Point localization data
★ ★ ★ ★
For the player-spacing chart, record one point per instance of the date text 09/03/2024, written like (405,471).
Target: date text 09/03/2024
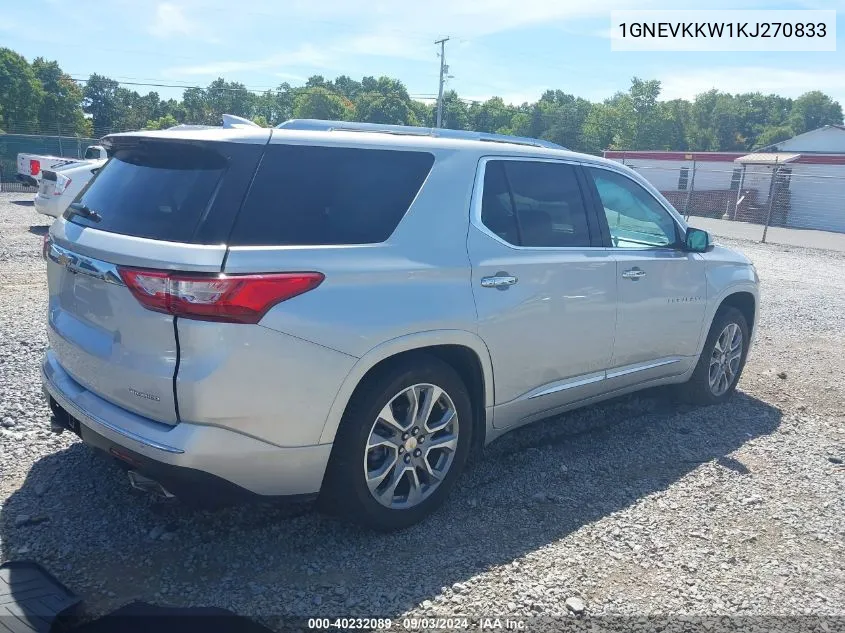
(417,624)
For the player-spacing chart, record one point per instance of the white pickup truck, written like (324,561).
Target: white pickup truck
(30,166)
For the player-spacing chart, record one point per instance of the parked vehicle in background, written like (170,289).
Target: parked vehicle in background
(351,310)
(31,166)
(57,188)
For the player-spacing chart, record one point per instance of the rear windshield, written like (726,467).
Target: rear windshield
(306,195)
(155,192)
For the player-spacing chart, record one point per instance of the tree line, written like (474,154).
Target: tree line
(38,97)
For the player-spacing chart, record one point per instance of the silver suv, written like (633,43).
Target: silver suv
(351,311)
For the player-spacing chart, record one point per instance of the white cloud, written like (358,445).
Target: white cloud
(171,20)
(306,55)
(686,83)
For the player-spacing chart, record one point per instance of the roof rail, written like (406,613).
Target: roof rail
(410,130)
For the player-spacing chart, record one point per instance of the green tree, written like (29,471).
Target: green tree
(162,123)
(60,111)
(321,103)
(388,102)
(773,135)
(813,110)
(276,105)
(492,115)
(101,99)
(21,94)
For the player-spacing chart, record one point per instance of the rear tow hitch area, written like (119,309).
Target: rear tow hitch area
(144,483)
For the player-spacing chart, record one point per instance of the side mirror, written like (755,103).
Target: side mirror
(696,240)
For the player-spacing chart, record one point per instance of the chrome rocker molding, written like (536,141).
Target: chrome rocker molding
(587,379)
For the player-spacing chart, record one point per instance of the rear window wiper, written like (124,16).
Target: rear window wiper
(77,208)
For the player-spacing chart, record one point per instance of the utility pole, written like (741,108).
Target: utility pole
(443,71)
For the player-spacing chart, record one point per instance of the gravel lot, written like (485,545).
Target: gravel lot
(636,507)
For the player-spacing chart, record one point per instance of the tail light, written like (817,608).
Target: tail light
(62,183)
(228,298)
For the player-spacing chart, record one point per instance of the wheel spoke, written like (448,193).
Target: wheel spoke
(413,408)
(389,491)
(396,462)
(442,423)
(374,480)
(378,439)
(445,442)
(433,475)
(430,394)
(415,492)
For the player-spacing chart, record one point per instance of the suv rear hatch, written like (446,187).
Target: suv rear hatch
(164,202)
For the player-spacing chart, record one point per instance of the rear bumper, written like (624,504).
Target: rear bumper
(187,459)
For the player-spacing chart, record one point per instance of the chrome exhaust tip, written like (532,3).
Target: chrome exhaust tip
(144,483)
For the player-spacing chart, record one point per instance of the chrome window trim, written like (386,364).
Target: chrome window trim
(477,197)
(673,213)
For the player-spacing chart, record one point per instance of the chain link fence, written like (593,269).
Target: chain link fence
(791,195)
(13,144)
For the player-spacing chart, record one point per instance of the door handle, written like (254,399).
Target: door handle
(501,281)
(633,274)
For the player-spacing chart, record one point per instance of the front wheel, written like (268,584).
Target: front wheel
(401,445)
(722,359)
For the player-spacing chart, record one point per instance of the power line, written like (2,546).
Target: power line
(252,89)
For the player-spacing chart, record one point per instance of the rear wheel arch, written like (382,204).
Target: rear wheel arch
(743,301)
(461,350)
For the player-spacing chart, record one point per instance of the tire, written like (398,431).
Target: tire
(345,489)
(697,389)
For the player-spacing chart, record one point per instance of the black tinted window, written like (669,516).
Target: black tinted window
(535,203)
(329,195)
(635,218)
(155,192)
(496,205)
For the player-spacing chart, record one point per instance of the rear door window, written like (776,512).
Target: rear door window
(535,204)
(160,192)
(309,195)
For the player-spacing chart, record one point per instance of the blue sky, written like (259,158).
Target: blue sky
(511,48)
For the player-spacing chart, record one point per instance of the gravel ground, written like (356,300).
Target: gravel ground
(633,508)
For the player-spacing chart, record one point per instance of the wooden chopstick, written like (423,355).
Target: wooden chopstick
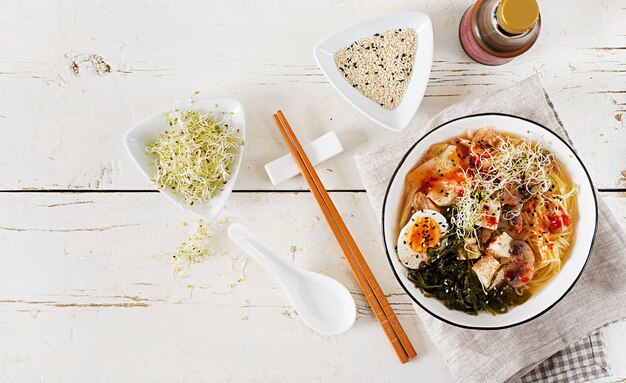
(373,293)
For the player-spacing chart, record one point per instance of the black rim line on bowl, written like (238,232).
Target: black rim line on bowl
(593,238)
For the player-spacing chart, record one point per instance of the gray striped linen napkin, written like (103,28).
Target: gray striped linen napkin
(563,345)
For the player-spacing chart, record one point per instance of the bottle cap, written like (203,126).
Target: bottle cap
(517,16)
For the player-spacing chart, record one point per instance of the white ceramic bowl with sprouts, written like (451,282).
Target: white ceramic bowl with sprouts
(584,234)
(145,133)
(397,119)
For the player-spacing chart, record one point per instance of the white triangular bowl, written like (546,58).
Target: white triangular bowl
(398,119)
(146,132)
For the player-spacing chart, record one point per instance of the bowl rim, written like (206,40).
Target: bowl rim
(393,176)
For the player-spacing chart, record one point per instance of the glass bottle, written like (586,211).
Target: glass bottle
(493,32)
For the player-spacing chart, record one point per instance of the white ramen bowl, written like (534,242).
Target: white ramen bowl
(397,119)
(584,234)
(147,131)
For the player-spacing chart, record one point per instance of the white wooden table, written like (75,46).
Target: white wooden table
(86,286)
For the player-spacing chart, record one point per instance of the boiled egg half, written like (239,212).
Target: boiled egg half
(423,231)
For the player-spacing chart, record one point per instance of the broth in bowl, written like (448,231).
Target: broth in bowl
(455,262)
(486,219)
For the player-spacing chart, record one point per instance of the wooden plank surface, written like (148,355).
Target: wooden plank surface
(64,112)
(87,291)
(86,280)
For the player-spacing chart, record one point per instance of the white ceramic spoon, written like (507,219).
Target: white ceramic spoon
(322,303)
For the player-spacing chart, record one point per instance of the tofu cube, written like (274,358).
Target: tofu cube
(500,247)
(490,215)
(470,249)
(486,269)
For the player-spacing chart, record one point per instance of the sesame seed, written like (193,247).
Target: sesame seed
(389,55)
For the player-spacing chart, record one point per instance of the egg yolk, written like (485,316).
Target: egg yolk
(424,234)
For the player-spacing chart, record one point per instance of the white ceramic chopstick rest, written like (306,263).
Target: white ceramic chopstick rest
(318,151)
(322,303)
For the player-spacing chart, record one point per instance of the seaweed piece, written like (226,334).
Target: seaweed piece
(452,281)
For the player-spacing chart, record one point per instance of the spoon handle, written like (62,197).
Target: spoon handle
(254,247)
★ ★ ★ ★
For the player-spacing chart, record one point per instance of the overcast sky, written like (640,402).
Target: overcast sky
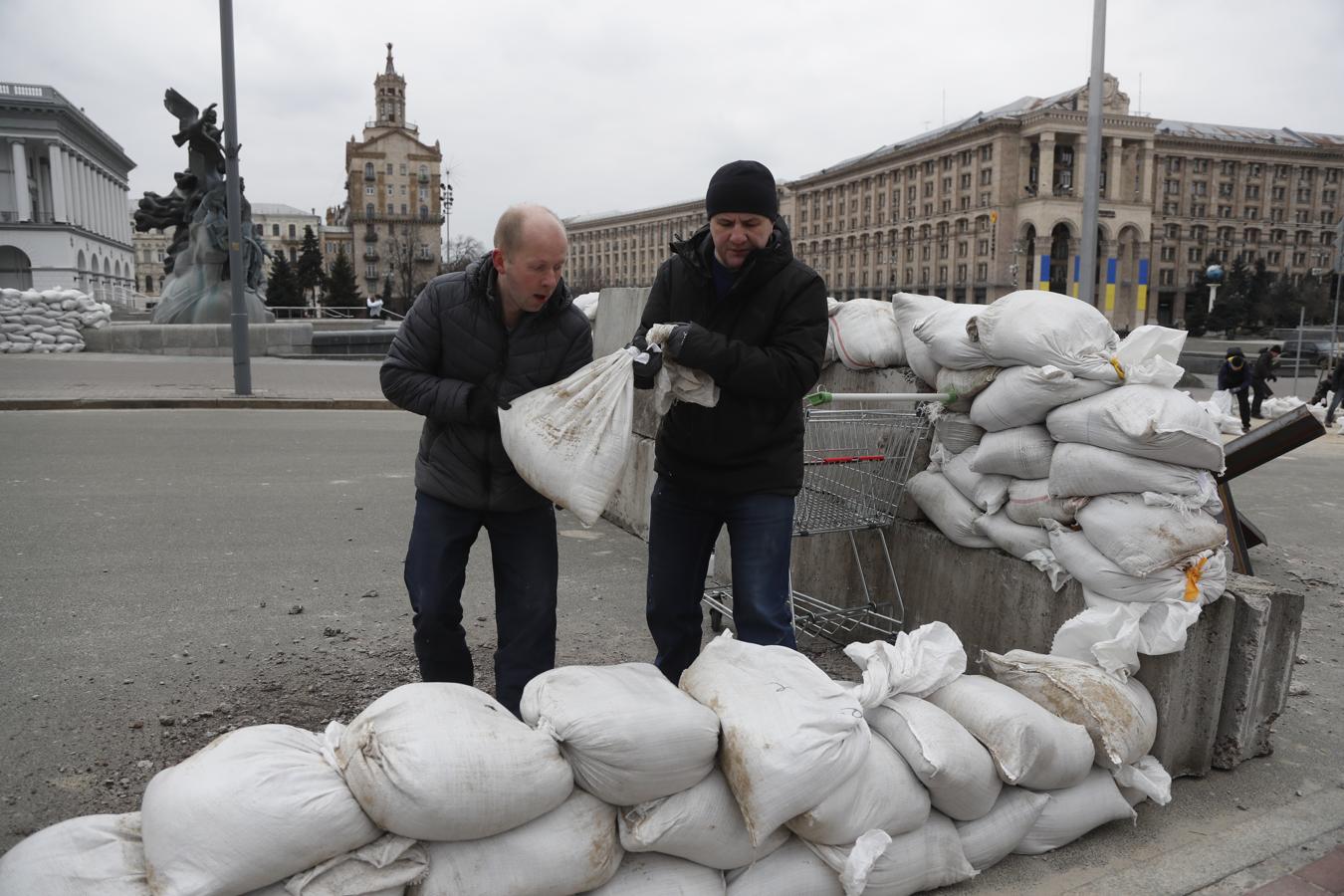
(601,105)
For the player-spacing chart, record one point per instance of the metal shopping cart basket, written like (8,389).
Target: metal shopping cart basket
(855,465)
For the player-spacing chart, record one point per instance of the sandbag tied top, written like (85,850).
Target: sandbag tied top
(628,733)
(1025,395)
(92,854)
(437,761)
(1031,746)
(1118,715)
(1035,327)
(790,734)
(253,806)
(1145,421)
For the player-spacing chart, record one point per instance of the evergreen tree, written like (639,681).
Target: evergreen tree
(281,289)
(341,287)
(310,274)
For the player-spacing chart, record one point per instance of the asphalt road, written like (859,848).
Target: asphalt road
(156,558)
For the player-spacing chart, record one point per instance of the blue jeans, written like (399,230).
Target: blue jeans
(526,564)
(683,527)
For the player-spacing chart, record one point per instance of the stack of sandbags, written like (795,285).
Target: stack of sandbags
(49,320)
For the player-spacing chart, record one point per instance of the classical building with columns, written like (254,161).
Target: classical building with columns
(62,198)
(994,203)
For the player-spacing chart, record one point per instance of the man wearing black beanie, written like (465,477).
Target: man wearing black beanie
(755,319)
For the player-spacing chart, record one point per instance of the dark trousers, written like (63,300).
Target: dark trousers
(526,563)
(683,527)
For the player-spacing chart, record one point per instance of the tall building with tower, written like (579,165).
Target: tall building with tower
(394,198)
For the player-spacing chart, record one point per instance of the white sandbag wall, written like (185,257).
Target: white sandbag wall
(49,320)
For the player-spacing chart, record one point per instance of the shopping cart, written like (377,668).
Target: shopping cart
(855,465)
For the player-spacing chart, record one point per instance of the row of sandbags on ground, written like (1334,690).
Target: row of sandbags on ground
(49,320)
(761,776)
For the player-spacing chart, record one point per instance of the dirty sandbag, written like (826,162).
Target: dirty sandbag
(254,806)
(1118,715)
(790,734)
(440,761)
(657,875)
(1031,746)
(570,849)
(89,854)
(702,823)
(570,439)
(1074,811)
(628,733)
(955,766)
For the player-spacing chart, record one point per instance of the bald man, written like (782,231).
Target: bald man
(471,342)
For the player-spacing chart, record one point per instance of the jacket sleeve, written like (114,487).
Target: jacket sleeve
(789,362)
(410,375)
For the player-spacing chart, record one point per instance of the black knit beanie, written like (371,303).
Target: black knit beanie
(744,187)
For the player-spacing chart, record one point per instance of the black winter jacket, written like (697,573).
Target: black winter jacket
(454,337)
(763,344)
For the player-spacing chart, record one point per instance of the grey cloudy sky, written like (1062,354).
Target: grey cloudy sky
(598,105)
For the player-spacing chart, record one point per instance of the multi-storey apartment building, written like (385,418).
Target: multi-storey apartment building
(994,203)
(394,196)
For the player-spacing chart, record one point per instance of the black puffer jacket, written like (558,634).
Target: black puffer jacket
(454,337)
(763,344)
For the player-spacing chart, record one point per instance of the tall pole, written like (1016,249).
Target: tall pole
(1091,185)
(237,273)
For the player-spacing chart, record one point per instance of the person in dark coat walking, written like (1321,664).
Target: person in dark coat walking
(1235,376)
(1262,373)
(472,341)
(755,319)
★ ★ ★ ★
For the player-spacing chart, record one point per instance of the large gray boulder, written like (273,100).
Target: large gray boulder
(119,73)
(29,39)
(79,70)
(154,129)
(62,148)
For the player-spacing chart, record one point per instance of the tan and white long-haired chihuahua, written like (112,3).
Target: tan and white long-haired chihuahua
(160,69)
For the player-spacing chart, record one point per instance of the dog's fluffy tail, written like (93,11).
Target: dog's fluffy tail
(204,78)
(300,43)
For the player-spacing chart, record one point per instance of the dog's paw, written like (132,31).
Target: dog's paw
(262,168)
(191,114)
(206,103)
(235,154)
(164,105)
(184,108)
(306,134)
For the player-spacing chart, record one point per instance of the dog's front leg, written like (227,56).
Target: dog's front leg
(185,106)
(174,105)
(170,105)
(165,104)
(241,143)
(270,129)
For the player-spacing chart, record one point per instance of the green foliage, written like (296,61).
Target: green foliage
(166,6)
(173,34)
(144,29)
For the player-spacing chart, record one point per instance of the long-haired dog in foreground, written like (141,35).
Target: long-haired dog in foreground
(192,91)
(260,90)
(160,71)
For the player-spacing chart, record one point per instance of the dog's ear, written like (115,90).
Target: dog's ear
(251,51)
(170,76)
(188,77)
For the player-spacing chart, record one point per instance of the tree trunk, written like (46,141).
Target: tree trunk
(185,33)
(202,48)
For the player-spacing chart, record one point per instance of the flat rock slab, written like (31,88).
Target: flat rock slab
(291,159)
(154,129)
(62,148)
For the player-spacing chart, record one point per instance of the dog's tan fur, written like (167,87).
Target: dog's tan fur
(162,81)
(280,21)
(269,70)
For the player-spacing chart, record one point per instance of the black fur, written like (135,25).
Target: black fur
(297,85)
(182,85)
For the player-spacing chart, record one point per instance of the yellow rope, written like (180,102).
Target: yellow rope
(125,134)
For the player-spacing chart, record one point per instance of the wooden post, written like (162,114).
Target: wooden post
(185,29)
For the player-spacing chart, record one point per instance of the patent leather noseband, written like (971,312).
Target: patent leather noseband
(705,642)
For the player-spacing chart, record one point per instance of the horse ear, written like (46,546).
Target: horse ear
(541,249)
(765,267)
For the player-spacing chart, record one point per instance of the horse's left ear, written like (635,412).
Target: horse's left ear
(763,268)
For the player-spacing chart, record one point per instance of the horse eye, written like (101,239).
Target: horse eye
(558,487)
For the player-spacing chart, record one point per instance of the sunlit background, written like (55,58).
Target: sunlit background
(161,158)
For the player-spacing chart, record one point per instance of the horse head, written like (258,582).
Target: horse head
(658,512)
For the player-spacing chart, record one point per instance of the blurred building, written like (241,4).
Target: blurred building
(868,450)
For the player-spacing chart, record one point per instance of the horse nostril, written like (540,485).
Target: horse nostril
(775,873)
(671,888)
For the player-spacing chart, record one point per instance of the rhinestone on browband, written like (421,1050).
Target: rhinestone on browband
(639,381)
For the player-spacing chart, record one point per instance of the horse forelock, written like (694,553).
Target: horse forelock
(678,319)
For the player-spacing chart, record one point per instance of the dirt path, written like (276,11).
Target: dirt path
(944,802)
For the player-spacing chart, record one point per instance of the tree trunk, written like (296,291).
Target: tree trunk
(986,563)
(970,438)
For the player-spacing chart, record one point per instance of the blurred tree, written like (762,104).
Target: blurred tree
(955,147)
★ ★ ★ ★
▶ _Task directions_:
Output the lines above between the one holding "written like (259,158)." and the one holding "written like (356,300).", inclusive, with nothing before or after them.

▶ _Output for this task_:
For the player-spacing chart, record one point per instance of the blue sky, written like (259,158).
Target: blue sky
(511,48)
For the player-spacing chart, record one point per instance of the gravel ground, written like (356,300).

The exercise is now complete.